EXCERPTED DATA -
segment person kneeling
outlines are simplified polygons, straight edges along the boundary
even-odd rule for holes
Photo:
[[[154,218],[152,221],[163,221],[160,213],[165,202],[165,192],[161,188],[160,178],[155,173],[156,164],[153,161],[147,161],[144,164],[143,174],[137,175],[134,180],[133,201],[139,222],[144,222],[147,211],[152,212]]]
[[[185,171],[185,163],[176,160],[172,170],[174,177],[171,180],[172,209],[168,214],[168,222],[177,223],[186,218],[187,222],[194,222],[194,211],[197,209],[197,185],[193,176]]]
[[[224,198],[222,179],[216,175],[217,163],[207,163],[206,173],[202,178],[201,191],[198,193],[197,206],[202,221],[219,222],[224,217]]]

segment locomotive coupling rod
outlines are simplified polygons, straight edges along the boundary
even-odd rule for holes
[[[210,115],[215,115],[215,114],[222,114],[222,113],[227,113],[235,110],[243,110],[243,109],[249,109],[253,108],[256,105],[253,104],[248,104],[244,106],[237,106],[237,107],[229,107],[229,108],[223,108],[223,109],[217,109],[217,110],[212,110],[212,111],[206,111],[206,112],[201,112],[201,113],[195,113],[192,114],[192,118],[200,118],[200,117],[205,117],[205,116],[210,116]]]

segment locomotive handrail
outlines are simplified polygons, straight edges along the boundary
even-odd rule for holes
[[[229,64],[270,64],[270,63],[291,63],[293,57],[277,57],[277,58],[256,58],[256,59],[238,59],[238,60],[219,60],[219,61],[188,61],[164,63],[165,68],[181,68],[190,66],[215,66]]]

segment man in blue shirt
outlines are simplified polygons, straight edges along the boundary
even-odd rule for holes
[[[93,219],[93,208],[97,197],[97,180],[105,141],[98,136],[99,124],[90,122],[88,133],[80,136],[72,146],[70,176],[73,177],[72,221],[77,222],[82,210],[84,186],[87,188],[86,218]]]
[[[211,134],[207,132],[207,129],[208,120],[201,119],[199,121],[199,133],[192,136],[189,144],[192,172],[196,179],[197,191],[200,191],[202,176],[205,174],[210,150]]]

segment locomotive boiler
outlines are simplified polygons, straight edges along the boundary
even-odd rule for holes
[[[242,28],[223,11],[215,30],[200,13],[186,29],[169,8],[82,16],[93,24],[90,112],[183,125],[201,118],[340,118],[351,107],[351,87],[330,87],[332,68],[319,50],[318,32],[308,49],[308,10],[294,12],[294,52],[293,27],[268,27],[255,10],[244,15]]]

OBJECTIVE - Rename every "locomotive" in the records to "steam engine", and reproduce everything else unchanged.

SOLUTION TO THIS TASK -
segment person kneeling
outlines are simplified polygons, straight edges along the boundary
even-odd rule for holes
Photo:
[[[154,218],[152,221],[163,221],[160,213],[165,202],[165,192],[161,188],[160,178],[155,173],[156,164],[153,161],[147,161],[144,164],[143,174],[137,175],[134,180],[133,201],[139,222],[144,222],[147,211],[152,212]]]
[[[185,171],[185,163],[176,160],[172,170],[174,177],[171,180],[172,209],[168,214],[168,222],[177,223],[186,218],[187,222],[194,222],[194,211],[197,209],[197,185],[193,176]]]
[[[224,198],[222,179],[216,175],[217,163],[207,163],[206,173],[202,178],[201,191],[198,193],[197,206],[202,221],[219,222],[224,217]]]

segment steam engine coupling rod
outlines are simplified polygons, straight edges along the boundary
even-odd rule for holes
[[[210,115],[215,115],[215,114],[222,114],[222,113],[227,113],[235,110],[243,110],[243,109],[249,109],[253,108],[256,105],[253,104],[248,104],[244,106],[237,106],[237,107],[229,107],[229,108],[223,108],[223,109],[217,109],[217,110],[212,110],[212,111],[206,111],[206,112],[201,112],[201,113],[195,113],[192,114],[192,118],[200,118],[200,117],[205,117],[205,116],[210,116]]]

segment steam engine handrail
outlines are simplified polygons, straight edges along the boundary
even-odd rule for holes
[[[229,64],[270,64],[270,63],[291,63],[293,57],[277,57],[277,58],[256,58],[256,59],[238,59],[238,60],[219,60],[219,61],[188,61],[164,63],[165,68],[181,68],[190,66],[215,66]]]

segment man in blue shirt
outlines are simplified polygons, straight edges along the boundary
even-odd rule for holes
[[[93,219],[93,208],[97,197],[97,180],[105,141],[98,136],[99,124],[90,122],[88,133],[80,136],[72,146],[70,176],[73,177],[72,221],[77,222],[82,210],[84,186],[87,188],[86,218]]]
[[[211,134],[207,132],[207,129],[208,120],[201,119],[199,121],[199,133],[192,136],[189,144],[192,172],[196,179],[197,191],[200,191],[202,176],[205,174],[210,150]]]

segment steam engine boiler
outlines are simplified polygons, straight edges along the boundary
even-odd rule for holes
[[[242,28],[223,11],[215,30],[200,13],[186,29],[169,8],[82,16],[93,24],[90,112],[183,125],[201,118],[340,118],[351,107],[351,87],[330,87],[332,68],[319,50],[318,32],[308,49],[308,10],[294,12],[294,52],[293,27],[268,27],[255,10],[244,15]]]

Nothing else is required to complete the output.